Prompt 1
In the Sam Slick essay, which venue hosts the June 5th show?
Prompt 2
Reproduce the part of the Sam Slick essay starting with "Our street slowly" and going on through "serenade the hillside.".
Prompt 3
Proceed with the Sam Slick essay, picking up after its last sentence.
──────── Document segment
Dusty Path of Appreciation:
How My Aunt’s Voicemail And John Prine’s Death Sparked My Songwriting
By Sam Slick
(Artist Essay)

Editor’s Note: In March, Rhode Island singer-songwriter Sam Slick released his excellent new album After the Dream, Before the Memoriesa stirring mix of Americana, folk, and rock. You can learn more about the release and single “Tumbleweeds” via SWT’s Singles Spotlight feature.

You can catch Sam Slick perform the new songs live at the following dates:

May 29th – The Golden Owl in New London, CT
May 30th – Providence Porchfest
June 5th – The Virgil Co-op in West Kingston, RI
June 6th – Therapy Coffee and RPM Records in Westerly, RI
July 11th – The Golden Owl in New London, CT

Today, we’re excited to share an Artist Essay Slick wrote about how his desert wanderings and the phrase “life’s too short” helped him shed past regrets and future anxieties, remain present, and find focus and creativity.


Our street slowly sloped up the hill to the South, where it ended at a fence bordering the national park. I was starting to sweat as I walked up, the heat remaining in the eighties as it had since around dawn. The fence still hadn’t been fixed so I had an easy time getting through to the park side. Maybe I’ll find some more coyotes, I hoped, or at least hear them serenade the hillside.

I followed the same unofficial trail of dusty footsteps I had taken quite often since moving to the desert two months before. The landscape looked totally alien – full of more life than you’d expect somewhere so hot and dry, but nothing resembled the verdant touches I had always lived around. Passing some sprawling creosote bushes, I started to hike up the short rocky point. From here I knew I could get a great view of the sun setting over the mountains to our West.

Waiting for the sun to roll down, I could feel the winds pick up. It always feels like the sun pushes the wind on its way down for the night, stirring the cholla skeletons and yucca fronds scattered below this little peak. I hadn’t been back East in some time, but the peaceful solitude out here allowed memories to make their way over to me as they wanted. This particular night I recalled a voicemail I received from my aunt a few years back. I hadn’t talked with her in a while, but I could still hear her message, kindly asking me to reconsider. There was somebody in my life I had decided shouldn’t be in my life anymore, and in her message my aunt had said ‘life’s too short,’ likely meaning life’s too short to hold grudges, but that phrase stuck with me.
────────────────
──────── Information
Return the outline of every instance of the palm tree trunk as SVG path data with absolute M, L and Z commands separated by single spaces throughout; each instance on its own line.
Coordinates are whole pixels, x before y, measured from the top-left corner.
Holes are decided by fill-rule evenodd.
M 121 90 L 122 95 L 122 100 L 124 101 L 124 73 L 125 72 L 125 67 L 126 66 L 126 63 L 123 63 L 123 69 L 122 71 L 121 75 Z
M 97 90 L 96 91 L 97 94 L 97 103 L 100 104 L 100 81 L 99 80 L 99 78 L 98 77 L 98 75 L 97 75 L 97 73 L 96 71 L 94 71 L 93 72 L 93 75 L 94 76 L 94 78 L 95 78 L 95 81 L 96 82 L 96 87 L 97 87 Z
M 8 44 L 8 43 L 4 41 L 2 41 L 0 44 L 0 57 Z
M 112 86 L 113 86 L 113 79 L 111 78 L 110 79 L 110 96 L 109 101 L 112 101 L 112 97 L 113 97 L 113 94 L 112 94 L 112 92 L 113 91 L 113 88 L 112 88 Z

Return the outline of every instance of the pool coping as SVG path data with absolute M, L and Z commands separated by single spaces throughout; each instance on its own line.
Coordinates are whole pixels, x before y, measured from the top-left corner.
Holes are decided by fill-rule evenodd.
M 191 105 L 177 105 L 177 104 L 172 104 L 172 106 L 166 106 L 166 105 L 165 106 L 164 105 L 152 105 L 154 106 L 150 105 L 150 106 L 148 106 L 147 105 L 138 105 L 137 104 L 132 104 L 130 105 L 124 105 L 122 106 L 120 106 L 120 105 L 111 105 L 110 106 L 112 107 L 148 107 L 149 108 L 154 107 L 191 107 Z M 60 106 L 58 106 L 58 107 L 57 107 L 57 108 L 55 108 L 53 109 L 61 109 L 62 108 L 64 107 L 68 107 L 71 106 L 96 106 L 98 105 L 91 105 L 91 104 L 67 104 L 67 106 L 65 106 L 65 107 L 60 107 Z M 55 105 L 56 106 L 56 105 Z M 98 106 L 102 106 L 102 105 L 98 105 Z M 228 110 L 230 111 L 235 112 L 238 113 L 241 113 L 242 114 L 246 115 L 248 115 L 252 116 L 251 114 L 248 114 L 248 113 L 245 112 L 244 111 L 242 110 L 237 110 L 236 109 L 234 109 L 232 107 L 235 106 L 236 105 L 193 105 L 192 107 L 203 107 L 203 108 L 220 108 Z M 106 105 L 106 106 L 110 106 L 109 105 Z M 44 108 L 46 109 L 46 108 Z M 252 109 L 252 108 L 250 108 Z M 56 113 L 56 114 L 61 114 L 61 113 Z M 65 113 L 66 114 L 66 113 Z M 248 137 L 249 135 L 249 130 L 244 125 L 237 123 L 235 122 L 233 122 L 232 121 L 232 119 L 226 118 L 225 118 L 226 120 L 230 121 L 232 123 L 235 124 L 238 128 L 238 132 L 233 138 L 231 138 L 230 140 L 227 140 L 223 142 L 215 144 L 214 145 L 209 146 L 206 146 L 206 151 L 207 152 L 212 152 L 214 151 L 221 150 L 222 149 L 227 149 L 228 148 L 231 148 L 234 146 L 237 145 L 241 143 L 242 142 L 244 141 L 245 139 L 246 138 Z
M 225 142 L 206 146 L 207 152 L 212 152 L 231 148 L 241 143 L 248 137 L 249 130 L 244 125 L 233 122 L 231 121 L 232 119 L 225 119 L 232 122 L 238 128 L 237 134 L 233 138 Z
────────────────
Exercise output 1
The Virgil Co-op in West Kingston, RI.

Exercise output 2
Our street slowly sloped up the hill to the South, where it ended at a fence bordering the national park. I was starting to sweat as I walked up, the heat remaining in the eighties as it had since around dawn. The fence still hadn’t been fixed so I had an easy time getting through to the park side. Maybe I’ll find some more coyotes, I hoped, or at least hear them serenade the hillside.

Exercise output 3
Sam Slick and his band
Sam Slick and his band

Life’s too short. Maybe it is too short to hold grudges; sure, I can see where that feeling comes from. But life’s also too short to let things ride and accept what is wrong. The humility in forgiving every person who has harmed you is too much. I believe forgiveness is powerful and necessary and something I often choose, but hearing my aunt say ‘life’s too short’ made me realize that life is too short. Too short to bend over backwards to accommodate people who don’t really care about you, too short to work out how to make amends, and too short to wonder if it’s really worth trying to forget or accept that someone has purposefully done wrong to you.

I finally had a little phrase, one that had certainly become cliché in its usual use before tossing caution to the wind, that I could use to capture this feeling, this belief I had. This had to make it into a song. I trekked down the moon rocks, across the dusty slope, thru the fence, and down the hilly street back home. The cats were cozy in their usual living room spots while Julie was making curry for dinner. I cracked open a dollar store beer – a staple since we moved here – and grabbed my song notebook and pen. I caught up on my thoughts from sunset and had myself in a pretty good position to start writing the next day.

I was off of work the next day, not working again until the following nights. The hospital put me on night shifts for the time being, which gave me plenty of time at home to write new music. John Prine had just died a few days before, and while I can’t say I’ve always been some super fan who knows his whole catalogue, I definitely appreciate his towering status as a songwriter and admire the songs of his that I knew. One aspect of his musicianship I took note of was his effortless fingerpicking. I’ve never considered myself a good guitarist – to me it’s just a tool to write songs and accompany my singing – but I wish I had learned to fingerpick better. I tried to make a simple pattern, following three chords like many John Prine songs I had heard, and kept repeating it over and over. I couldn’t play fast, but the pace and rhythm was calm and captivating. The three chords were from an old song I wrote while in one of my first bands, but we never recorded it. It’s basically lost to time now but these three easy chords stuck with me.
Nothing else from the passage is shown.